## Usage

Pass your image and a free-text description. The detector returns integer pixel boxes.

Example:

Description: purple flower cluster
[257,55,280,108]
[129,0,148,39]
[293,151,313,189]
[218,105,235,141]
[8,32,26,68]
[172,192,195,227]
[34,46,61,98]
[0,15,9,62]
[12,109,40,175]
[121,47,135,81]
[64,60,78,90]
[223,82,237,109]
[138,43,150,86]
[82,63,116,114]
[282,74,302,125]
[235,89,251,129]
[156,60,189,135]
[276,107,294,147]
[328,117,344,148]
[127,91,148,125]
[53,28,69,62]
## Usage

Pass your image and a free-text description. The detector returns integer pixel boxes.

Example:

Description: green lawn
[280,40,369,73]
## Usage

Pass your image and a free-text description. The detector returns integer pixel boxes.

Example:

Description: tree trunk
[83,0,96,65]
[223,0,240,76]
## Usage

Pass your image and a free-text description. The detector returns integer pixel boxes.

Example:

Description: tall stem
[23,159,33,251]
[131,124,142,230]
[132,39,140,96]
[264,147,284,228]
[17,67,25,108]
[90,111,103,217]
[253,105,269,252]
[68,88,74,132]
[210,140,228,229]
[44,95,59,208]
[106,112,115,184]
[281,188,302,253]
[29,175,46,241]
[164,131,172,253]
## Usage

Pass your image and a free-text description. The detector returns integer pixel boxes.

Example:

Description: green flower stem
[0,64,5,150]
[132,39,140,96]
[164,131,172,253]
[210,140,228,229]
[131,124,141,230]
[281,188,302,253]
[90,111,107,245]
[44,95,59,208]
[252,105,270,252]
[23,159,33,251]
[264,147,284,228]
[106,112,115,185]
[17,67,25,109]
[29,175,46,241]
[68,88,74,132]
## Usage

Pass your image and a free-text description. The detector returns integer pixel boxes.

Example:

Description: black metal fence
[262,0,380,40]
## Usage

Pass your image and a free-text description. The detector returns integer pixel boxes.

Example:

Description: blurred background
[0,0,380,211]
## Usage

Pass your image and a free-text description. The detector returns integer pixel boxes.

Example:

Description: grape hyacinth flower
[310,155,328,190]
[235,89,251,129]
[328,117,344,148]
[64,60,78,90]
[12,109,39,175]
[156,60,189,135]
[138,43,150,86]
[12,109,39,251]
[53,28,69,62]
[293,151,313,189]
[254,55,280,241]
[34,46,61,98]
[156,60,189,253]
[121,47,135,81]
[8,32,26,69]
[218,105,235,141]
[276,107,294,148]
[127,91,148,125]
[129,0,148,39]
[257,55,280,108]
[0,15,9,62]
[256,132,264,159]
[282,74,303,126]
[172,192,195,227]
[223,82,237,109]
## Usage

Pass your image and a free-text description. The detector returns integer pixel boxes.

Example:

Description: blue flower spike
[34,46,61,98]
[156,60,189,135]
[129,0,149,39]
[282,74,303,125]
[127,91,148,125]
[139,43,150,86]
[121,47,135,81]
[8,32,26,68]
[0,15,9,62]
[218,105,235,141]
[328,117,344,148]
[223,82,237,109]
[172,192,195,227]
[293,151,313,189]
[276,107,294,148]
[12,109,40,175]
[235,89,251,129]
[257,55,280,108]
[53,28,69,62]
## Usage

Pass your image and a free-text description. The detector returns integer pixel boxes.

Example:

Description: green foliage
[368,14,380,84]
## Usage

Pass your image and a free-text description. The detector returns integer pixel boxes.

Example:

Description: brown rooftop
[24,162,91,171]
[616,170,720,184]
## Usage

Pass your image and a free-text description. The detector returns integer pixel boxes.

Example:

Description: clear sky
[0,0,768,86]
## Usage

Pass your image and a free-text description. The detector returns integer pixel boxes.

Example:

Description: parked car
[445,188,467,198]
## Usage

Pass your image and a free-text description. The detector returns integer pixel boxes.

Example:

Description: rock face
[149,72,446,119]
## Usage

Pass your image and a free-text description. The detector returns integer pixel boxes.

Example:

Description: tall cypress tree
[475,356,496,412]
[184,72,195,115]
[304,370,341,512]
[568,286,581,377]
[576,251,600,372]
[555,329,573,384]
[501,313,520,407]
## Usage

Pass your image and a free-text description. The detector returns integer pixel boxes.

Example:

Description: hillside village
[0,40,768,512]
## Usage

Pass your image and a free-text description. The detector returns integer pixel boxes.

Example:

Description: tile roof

════

How many lines in the items above contain the string "green"? Case counts. Reply with the number alone.

*Exercise output*
3